***** RECORD LIST *****

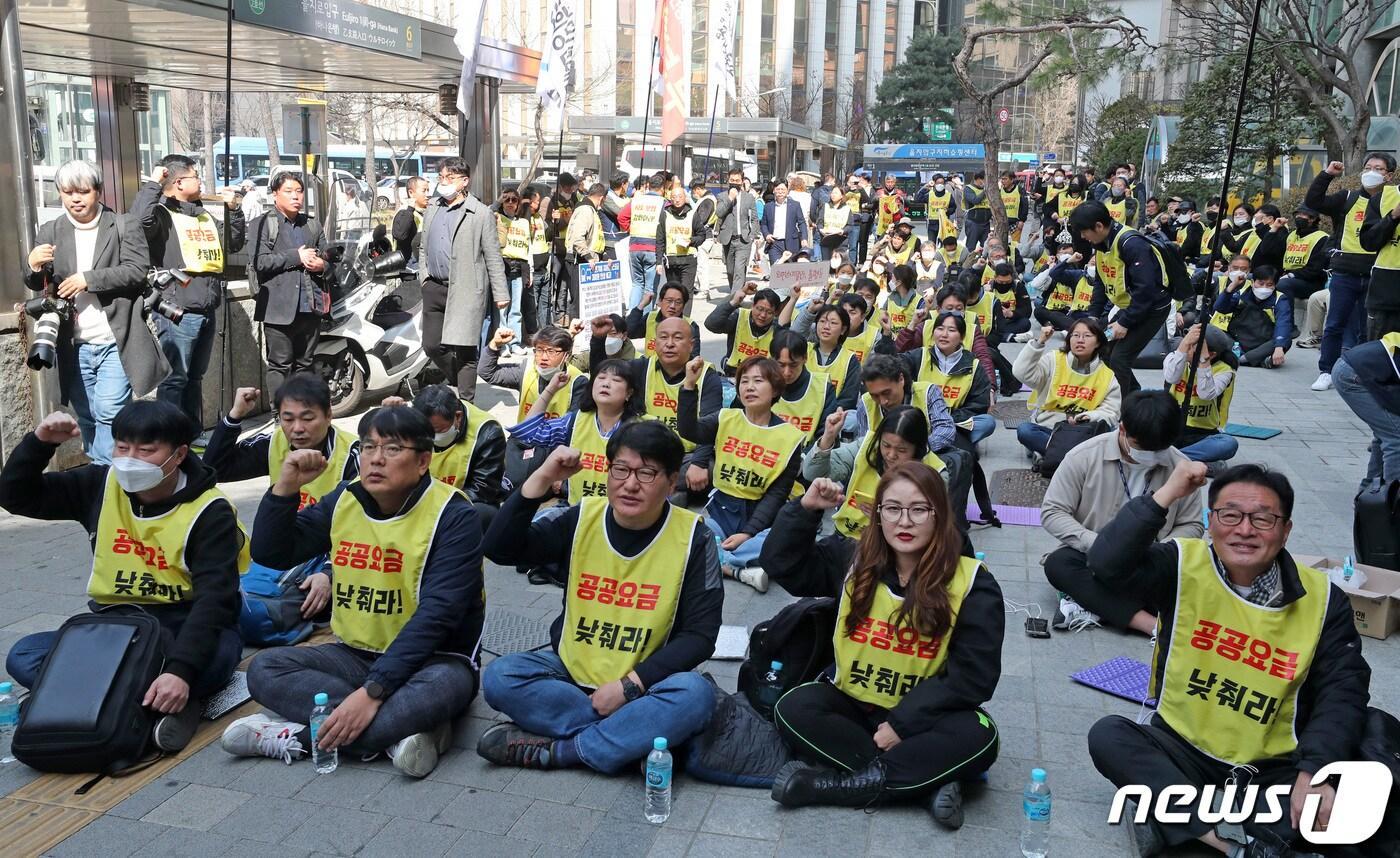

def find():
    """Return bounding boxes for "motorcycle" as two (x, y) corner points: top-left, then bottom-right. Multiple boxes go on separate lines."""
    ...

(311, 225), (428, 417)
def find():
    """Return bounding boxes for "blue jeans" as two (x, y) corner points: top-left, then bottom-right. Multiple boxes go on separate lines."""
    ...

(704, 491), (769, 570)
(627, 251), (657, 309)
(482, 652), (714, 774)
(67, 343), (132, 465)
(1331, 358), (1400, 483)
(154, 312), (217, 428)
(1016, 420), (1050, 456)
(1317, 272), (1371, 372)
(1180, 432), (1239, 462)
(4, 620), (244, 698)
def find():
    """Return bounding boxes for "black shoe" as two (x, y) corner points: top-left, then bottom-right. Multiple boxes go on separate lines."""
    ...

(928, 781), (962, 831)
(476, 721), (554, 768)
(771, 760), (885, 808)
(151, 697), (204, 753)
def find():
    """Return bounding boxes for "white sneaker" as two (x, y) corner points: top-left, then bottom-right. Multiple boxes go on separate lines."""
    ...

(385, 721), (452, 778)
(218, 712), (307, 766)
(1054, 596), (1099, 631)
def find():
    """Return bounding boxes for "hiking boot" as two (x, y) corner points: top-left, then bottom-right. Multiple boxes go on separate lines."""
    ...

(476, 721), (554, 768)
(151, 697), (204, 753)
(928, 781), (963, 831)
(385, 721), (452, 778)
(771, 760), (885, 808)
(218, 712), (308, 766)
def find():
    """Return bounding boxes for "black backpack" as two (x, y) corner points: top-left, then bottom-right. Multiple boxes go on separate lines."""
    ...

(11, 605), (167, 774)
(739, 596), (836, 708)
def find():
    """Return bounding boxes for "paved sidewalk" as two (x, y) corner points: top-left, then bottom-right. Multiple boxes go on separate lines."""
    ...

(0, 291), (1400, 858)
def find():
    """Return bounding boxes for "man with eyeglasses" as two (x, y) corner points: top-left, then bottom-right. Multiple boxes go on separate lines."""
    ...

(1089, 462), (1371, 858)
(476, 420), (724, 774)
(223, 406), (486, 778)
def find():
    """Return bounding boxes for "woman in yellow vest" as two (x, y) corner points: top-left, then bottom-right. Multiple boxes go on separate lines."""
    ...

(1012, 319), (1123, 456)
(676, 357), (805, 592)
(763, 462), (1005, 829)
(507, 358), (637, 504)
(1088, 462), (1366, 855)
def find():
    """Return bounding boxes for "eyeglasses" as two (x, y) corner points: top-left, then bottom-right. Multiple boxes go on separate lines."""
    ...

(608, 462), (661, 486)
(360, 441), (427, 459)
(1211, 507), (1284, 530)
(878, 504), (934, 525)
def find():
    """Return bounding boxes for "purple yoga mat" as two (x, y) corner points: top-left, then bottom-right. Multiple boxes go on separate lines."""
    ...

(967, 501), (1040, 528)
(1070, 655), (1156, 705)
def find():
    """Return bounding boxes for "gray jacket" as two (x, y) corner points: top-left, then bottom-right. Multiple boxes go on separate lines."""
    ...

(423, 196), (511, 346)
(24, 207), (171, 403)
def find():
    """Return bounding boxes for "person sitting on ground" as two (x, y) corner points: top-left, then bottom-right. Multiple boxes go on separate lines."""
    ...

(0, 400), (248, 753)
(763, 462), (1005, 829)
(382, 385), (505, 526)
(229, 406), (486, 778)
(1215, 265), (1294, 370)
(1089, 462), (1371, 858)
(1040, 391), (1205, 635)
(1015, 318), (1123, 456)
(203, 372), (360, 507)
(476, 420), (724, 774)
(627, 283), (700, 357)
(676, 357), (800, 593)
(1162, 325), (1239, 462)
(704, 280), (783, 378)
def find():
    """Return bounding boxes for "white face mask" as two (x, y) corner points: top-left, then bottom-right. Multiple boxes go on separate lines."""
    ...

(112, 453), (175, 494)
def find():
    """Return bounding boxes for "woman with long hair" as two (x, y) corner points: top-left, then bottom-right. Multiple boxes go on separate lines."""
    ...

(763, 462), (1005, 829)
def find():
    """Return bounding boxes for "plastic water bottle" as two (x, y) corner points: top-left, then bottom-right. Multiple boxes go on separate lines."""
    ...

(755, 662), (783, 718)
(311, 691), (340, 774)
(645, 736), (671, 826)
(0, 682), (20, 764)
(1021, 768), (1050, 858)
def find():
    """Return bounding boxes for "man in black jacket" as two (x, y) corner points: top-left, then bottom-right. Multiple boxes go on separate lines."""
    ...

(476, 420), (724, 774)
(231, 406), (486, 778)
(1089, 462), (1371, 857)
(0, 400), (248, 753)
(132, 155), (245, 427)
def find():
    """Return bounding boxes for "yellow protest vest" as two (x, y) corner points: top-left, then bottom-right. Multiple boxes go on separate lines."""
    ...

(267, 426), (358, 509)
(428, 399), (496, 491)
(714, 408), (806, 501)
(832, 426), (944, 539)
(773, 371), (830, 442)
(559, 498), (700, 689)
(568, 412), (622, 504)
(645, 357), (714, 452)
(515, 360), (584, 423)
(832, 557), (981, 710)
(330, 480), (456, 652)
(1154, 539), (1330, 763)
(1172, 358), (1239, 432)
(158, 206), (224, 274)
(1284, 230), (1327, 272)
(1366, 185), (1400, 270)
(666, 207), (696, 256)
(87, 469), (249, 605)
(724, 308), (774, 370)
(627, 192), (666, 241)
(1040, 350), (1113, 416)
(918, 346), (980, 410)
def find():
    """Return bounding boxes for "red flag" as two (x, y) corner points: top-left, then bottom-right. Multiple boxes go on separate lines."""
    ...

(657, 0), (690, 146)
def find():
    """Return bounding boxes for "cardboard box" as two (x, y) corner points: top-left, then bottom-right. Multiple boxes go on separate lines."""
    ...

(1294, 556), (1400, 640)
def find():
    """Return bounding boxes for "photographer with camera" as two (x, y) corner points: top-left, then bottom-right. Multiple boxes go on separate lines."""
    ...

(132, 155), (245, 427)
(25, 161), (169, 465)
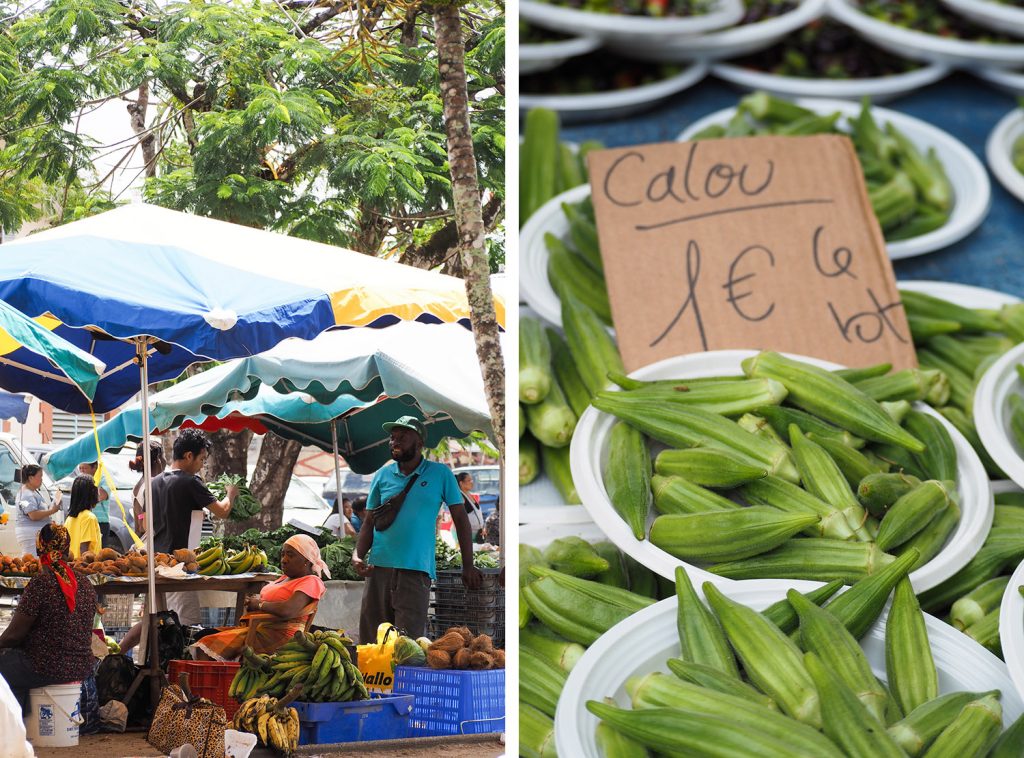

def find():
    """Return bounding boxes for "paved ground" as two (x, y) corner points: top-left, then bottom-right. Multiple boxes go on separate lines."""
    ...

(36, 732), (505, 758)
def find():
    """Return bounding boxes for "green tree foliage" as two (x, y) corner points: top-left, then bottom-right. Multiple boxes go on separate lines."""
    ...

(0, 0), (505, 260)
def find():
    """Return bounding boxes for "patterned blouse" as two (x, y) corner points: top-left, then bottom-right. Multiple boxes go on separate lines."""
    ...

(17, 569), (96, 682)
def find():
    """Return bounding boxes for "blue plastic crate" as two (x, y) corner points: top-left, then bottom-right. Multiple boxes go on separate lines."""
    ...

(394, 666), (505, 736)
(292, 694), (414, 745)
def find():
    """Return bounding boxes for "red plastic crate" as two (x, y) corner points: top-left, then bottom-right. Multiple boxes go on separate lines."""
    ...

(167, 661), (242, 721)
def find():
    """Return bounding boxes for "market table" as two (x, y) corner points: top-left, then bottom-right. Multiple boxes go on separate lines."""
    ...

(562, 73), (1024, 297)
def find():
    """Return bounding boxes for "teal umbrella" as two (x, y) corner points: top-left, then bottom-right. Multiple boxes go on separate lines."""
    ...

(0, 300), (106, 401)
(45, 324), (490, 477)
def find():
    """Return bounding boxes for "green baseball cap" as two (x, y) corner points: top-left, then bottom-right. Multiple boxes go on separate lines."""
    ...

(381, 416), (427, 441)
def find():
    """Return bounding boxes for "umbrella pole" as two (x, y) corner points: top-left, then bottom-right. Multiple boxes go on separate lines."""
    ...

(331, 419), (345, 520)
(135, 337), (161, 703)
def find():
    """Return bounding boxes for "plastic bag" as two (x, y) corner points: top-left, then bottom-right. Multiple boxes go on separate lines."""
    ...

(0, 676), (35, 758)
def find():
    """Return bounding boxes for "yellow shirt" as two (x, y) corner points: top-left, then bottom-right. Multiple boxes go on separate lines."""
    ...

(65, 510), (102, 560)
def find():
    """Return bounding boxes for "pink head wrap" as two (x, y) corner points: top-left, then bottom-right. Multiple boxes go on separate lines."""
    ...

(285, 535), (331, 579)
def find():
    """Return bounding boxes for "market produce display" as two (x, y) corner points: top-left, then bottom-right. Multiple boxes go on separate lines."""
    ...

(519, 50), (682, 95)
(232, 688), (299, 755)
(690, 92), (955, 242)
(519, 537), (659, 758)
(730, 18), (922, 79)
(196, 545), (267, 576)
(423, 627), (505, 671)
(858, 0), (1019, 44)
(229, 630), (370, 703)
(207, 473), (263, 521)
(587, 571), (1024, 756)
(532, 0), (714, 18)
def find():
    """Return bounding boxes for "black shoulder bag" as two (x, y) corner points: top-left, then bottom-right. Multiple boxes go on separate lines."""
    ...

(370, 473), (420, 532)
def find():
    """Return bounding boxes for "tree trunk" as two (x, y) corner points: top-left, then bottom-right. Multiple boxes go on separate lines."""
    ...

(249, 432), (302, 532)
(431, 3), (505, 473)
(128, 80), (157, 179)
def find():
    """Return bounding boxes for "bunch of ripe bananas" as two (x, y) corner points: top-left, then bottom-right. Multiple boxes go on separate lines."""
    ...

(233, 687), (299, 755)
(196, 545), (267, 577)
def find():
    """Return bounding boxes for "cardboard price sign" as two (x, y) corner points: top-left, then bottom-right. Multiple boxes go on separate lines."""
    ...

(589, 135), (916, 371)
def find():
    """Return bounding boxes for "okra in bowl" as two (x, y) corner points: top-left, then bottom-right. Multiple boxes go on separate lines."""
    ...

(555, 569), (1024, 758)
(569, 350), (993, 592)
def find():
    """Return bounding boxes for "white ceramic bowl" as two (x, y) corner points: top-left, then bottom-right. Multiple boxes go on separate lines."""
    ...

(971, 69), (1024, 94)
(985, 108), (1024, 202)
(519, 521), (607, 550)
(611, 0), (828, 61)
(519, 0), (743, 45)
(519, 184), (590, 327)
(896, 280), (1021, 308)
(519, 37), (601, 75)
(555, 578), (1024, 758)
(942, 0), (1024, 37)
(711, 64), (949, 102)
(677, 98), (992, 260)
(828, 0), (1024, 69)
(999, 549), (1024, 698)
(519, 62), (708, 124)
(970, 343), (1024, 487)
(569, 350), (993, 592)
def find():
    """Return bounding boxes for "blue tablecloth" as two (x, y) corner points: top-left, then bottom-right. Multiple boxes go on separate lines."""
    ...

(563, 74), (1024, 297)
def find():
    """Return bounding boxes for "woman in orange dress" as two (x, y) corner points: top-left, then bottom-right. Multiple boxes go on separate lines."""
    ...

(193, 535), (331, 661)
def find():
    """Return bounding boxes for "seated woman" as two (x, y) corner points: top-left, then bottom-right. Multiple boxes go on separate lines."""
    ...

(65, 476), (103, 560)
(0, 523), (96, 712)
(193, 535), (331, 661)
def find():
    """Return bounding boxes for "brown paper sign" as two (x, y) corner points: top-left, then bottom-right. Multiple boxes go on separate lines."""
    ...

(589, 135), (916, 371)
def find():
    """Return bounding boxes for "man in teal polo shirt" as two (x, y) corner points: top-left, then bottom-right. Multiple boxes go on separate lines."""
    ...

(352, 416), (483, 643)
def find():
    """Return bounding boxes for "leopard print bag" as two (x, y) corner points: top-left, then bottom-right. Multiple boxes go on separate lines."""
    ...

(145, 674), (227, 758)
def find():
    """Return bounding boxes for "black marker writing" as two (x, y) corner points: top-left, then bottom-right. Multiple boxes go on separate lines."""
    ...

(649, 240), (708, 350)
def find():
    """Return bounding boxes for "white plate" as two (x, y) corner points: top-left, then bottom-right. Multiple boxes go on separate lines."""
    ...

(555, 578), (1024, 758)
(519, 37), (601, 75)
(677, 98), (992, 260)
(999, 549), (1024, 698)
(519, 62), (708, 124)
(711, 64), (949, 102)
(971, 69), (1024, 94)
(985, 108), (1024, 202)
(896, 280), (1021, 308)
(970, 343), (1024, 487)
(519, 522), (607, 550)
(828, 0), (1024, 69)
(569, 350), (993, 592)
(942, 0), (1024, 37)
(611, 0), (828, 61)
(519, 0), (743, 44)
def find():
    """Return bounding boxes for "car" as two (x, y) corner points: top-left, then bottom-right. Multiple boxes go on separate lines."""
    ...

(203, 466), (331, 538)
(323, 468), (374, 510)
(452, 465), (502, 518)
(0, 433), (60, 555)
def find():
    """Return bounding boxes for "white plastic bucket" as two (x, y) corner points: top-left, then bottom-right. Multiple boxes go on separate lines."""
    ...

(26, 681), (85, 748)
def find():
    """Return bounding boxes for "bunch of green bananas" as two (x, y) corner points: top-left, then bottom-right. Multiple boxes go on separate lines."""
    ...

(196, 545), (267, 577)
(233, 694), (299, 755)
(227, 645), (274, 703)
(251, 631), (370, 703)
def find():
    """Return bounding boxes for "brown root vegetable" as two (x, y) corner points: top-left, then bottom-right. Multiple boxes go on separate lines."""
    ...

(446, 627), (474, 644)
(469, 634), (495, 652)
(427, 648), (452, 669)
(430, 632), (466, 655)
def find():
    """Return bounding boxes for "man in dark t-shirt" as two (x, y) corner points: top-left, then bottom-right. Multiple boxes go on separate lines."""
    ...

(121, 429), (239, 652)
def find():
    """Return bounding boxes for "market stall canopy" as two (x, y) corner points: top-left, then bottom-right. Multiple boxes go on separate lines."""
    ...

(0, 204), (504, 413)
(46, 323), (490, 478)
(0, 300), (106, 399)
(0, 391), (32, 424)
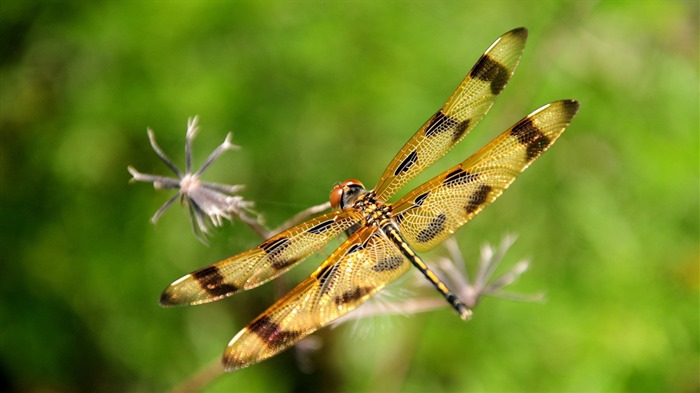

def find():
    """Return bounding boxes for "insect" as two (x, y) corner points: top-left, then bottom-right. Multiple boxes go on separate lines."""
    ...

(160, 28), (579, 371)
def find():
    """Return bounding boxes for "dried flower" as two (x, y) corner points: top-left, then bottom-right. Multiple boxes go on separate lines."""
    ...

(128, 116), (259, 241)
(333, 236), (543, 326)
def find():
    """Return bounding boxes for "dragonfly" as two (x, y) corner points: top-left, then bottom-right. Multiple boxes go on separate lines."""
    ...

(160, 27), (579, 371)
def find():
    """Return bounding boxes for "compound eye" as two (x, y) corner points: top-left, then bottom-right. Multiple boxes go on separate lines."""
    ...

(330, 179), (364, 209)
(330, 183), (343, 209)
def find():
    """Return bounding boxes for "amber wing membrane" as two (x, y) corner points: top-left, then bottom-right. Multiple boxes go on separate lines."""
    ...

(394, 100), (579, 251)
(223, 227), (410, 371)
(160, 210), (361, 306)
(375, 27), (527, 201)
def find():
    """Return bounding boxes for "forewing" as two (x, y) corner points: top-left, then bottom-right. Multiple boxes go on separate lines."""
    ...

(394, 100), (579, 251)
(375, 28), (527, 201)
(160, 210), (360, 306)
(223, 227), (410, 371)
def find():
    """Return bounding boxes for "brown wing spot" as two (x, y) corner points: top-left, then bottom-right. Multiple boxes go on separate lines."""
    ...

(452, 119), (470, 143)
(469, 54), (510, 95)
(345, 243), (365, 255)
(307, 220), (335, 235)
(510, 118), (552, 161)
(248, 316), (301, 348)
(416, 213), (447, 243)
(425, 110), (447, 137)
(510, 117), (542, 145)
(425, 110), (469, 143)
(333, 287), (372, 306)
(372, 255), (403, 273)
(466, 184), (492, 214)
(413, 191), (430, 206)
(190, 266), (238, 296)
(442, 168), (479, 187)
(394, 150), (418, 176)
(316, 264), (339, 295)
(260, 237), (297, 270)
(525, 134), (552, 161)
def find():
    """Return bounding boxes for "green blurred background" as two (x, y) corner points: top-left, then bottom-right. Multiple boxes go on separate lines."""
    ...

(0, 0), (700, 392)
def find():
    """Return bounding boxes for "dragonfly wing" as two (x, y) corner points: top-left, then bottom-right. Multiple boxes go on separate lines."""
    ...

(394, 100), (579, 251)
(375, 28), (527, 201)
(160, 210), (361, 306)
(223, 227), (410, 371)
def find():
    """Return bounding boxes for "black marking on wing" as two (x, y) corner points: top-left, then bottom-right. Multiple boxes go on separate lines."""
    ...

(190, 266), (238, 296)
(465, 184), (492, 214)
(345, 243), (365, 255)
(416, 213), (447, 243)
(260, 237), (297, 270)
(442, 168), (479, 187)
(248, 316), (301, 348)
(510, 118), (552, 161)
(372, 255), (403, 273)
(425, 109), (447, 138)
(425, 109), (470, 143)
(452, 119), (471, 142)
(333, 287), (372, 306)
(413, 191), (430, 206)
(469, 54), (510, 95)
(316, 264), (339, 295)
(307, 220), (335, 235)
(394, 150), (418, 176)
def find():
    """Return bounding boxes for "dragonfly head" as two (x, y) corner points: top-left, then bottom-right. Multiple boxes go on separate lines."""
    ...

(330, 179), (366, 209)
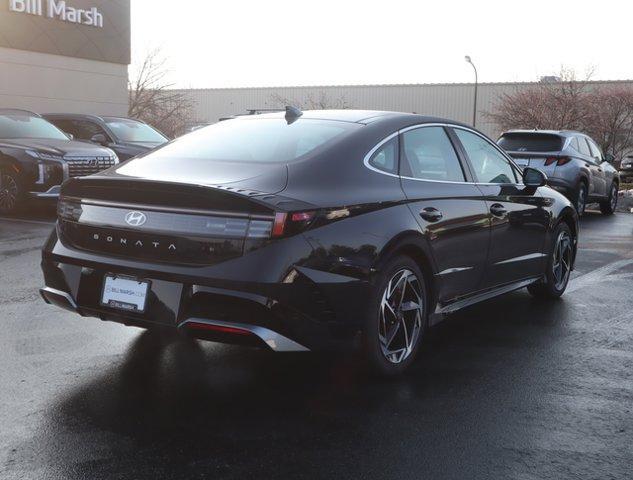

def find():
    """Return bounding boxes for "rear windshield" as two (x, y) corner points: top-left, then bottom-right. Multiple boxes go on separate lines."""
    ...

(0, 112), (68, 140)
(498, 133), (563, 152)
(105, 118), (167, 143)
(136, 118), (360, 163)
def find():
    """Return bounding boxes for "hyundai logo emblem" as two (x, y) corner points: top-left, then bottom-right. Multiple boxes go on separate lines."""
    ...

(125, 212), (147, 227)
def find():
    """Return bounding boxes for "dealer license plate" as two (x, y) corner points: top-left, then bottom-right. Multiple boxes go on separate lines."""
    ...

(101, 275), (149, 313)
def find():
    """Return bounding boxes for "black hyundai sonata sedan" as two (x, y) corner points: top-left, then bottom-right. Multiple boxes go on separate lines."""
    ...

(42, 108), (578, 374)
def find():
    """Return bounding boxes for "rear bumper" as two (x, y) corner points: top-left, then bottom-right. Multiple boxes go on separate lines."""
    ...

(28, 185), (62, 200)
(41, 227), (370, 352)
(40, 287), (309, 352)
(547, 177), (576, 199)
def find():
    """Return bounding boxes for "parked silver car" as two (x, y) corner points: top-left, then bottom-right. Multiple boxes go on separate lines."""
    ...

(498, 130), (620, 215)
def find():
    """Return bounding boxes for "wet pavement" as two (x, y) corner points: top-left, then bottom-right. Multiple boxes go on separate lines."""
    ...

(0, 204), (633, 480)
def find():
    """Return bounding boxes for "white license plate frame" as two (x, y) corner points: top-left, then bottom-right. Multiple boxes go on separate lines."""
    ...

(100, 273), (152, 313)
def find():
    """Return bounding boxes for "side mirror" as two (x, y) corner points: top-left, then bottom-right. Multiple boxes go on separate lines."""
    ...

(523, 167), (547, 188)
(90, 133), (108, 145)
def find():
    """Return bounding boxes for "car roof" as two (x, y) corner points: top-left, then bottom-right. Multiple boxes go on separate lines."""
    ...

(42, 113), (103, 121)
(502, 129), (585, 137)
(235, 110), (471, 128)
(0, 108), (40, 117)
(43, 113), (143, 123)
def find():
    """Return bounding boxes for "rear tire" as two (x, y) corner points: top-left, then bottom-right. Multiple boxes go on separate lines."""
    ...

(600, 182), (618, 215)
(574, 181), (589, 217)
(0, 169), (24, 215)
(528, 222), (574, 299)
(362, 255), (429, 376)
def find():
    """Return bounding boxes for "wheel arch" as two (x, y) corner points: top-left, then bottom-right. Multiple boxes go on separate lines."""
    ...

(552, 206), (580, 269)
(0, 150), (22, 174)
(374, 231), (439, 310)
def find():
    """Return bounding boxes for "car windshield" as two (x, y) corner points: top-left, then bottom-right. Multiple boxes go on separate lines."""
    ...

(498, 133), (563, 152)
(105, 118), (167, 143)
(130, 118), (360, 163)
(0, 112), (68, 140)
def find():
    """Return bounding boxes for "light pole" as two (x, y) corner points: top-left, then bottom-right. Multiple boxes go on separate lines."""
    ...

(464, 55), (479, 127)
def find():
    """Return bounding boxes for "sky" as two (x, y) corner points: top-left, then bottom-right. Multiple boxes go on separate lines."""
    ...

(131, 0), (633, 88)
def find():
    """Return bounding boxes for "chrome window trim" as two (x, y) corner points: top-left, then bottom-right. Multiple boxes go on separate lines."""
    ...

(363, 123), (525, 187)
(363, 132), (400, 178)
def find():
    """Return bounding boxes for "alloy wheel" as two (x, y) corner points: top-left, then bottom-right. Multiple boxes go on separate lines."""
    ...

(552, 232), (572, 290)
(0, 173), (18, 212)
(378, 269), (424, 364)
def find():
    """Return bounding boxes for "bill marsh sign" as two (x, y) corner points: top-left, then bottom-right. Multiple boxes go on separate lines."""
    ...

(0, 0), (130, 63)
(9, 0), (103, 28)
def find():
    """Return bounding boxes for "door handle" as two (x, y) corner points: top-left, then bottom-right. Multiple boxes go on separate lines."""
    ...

*****

WRITTEN INSTRUCTION: Copy every line from the beginning of the items up to and including the line with "(4, 620), (244, 698)", keeping the requests as they are, but multiply each bounding-box coordinate in the answers by 2.1 and round it to a whole number, with halves rounded up. Leave out the pictures.

ANSWER TO THE TASK:
def find():
    """Return bounding boxes for "motorcycle" as two (x, y) corner points: top-left, then bottom-right. Multiple boxes go on separate lines."""
    ...

(653, 473), (899, 876)
def find():
    """Return bounding boxes for "blue jeans" as two (x, y) corner points: top-left, then bottom-right. Multiple boxes go on separate lines."""
    ...

(1478, 1031), (1615, 1197)
(1317, 527), (1380, 649)
(1012, 1369), (1499, 1625)
(141, 720), (277, 977)
(2795, 752), (2940, 1014)
(323, 655), (456, 899)
(2134, 882), (2205, 958)
(2766, 571), (2879, 781)
(2478, 907), (2602, 970)
(8, 1302), (512, 1466)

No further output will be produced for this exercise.